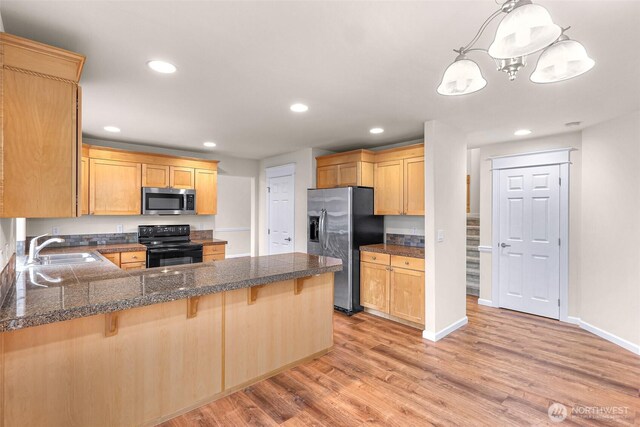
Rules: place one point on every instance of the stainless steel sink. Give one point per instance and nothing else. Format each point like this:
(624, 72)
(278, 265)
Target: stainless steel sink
(73, 258)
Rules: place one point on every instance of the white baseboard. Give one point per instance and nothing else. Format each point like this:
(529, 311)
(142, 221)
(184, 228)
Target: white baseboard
(628, 345)
(237, 255)
(486, 302)
(446, 331)
(573, 320)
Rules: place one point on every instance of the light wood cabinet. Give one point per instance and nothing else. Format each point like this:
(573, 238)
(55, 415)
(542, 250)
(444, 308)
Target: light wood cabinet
(393, 286)
(115, 195)
(155, 176)
(84, 186)
(40, 129)
(414, 186)
(399, 181)
(407, 294)
(206, 185)
(115, 187)
(374, 286)
(181, 177)
(353, 168)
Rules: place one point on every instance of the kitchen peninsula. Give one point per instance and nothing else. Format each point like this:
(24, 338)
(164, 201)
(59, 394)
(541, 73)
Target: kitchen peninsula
(90, 344)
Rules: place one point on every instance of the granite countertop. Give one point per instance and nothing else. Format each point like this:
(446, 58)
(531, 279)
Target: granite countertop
(48, 294)
(383, 248)
(103, 249)
(208, 242)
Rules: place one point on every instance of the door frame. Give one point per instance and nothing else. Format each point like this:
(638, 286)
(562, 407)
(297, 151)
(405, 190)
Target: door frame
(276, 172)
(561, 158)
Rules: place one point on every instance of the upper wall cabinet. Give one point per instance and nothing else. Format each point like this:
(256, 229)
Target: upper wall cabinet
(399, 181)
(353, 168)
(40, 132)
(116, 178)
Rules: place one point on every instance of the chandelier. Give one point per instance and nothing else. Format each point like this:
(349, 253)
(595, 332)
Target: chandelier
(525, 29)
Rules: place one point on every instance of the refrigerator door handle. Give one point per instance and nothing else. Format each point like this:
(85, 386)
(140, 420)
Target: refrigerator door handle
(323, 229)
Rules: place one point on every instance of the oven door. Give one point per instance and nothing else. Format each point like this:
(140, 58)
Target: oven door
(163, 257)
(167, 201)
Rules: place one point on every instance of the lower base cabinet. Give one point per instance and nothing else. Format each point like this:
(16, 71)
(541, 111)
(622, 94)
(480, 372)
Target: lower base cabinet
(392, 290)
(145, 365)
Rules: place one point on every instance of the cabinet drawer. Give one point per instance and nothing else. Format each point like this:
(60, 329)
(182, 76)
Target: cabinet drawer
(213, 249)
(138, 256)
(375, 258)
(133, 265)
(407, 262)
(114, 258)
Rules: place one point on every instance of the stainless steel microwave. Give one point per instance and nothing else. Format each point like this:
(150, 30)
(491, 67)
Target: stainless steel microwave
(168, 201)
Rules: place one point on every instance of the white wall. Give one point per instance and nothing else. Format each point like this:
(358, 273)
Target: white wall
(524, 146)
(235, 208)
(473, 170)
(445, 197)
(610, 280)
(229, 166)
(305, 178)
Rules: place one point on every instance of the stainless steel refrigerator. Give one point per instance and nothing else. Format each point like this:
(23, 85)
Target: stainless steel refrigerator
(339, 221)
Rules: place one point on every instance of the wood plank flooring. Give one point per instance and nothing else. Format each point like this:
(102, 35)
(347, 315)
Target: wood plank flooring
(503, 368)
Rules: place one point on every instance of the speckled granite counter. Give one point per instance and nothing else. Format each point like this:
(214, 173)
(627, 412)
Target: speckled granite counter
(382, 248)
(47, 294)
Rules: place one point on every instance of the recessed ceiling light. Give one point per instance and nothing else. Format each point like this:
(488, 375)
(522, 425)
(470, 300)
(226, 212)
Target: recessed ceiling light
(162, 67)
(298, 108)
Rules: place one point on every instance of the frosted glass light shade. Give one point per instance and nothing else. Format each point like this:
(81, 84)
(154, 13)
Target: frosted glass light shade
(562, 61)
(525, 30)
(461, 77)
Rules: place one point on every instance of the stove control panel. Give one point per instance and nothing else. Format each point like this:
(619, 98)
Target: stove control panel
(163, 230)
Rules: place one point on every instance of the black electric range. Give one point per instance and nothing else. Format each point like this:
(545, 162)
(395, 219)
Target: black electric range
(169, 245)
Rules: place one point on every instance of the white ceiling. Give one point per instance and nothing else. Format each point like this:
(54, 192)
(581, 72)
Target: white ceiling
(356, 64)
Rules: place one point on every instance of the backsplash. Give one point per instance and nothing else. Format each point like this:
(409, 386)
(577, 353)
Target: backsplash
(89, 239)
(405, 240)
(7, 278)
(109, 238)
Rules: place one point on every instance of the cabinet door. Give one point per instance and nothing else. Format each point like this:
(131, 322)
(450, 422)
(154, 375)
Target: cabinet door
(181, 177)
(115, 187)
(206, 192)
(39, 147)
(327, 177)
(407, 294)
(348, 174)
(388, 185)
(84, 186)
(414, 186)
(374, 286)
(155, 176)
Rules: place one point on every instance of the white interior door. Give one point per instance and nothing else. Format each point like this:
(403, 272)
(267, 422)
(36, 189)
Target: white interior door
(281, 214)
(530, 240)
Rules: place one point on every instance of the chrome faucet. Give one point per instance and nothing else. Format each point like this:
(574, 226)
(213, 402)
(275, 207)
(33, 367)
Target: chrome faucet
(34, 248)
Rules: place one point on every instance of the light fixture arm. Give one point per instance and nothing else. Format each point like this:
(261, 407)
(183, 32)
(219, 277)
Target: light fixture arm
(483, 27)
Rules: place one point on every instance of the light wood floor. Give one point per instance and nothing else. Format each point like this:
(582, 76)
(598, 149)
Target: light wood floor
(503, 368)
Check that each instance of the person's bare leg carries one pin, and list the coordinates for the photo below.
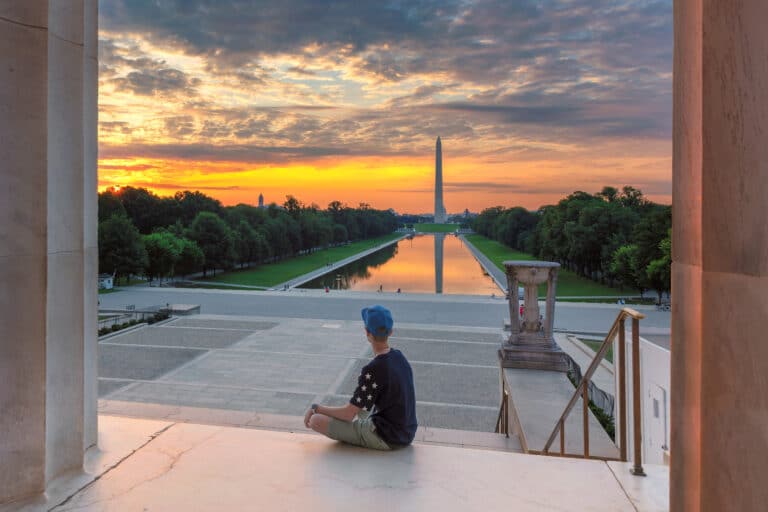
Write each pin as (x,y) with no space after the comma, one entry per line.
(319,423)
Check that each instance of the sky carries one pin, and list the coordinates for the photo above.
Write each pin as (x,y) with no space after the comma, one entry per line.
(343,100)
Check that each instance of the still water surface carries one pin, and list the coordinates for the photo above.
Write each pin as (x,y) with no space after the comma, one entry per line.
(438,263)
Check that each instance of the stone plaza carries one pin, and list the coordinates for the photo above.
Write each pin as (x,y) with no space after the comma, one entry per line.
(57,452)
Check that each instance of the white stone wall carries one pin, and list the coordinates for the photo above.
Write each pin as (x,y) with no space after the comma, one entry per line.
(655,384)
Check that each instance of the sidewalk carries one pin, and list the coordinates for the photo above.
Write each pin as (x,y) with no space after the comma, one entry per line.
(161,465)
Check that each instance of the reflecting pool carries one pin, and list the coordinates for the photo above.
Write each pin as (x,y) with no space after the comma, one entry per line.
(424,263)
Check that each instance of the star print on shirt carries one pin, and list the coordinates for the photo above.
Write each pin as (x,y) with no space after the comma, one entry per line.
(367,392)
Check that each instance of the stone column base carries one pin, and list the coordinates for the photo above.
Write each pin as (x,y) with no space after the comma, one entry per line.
(533,357)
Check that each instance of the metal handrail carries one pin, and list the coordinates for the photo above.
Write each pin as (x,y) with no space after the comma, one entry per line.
(582,391)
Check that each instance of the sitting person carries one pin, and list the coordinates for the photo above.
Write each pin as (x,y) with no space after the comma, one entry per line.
(382,411)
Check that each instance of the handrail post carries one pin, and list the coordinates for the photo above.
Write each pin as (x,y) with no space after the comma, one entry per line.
(622,394)
(637,469)
(585,400)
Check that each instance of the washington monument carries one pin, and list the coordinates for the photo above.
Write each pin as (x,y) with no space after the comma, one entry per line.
(440,216)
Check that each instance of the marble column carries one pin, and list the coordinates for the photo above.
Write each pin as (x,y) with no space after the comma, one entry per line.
(44,233)
(719,406)
(90,219)
(531,344)
(23,245)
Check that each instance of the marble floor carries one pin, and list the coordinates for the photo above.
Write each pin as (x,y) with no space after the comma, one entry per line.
(240,367)
(163,466)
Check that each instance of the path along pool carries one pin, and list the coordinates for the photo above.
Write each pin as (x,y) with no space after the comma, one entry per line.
(424,263)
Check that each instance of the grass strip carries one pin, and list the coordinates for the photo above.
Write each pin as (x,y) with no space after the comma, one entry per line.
(273,274)
(435,228)
(568,283)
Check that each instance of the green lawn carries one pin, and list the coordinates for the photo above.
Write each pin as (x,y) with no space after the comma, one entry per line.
(568,283)
(435,228)
(595,345)
(280,272)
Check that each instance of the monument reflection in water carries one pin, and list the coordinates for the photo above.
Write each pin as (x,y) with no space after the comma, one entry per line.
(428,263)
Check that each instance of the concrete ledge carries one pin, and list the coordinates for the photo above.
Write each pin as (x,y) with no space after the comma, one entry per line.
(202,467)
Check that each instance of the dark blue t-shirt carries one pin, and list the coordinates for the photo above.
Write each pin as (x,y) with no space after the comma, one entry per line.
(386,386)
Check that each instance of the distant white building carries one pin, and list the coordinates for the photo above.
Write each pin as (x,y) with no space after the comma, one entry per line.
(106,281)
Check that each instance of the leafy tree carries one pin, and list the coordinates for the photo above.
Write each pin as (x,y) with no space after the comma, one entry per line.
(624,267)
(659,271)
(340,234)
(215,240)
(121,249)
(191,258)
(163,251)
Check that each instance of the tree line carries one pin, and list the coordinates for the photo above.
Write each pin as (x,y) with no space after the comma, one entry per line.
(614,236)
(189,232)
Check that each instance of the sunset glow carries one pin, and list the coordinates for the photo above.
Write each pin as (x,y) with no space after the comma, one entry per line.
(343,100)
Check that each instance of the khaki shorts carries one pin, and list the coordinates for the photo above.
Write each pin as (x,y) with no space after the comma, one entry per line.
(360,432)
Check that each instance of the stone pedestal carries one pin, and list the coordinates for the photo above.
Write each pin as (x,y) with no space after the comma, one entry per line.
(530,344)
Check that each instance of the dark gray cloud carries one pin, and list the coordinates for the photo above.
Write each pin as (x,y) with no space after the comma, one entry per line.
(210,152)
(148,77)
(563,71)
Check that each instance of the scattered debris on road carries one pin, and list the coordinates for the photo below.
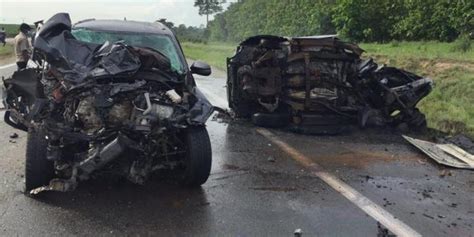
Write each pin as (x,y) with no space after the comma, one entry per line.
(446,154)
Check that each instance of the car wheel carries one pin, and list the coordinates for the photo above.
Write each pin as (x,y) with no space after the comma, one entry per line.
(38,169)
(198,158)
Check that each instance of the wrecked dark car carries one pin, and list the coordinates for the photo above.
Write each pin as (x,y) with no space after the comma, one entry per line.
(319,84)
(129,106)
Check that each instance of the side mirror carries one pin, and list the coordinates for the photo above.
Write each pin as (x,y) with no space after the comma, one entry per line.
(201,68)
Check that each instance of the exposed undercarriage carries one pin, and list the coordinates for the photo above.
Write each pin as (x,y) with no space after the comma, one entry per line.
(112,108)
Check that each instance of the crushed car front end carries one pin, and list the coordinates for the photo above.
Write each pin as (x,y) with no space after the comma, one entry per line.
(108,107)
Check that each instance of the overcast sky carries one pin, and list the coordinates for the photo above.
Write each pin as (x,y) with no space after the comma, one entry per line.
(29,11)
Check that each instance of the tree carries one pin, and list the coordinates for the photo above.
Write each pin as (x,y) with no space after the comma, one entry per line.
(209,7)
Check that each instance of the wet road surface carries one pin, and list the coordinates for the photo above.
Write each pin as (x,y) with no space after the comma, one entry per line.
(256,188)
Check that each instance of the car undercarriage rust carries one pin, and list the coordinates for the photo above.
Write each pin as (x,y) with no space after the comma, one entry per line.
(318,84)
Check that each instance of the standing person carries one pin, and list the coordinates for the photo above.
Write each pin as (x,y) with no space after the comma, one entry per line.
(22,46)
(3,36)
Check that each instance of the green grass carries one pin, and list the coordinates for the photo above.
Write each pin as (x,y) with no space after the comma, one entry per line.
(449,107)
(419,50)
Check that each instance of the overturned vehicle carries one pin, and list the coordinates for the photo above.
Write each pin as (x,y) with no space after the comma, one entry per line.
(129,107)
(318,84)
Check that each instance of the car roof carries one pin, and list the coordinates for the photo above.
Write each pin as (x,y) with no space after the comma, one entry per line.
(124,26)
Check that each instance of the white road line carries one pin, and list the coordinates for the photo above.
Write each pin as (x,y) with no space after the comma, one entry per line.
(372,209)
(393,224)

———

#### Problem to work on
Reproduce each line of the material that mentions "monument".

#### Solution to the problem
Check that each instance of the washington monument carries one pin, and list the coordinates for the photo above.
Check that each instance of the monument reflection in water carries one pin, and list the coordinates for the photo above.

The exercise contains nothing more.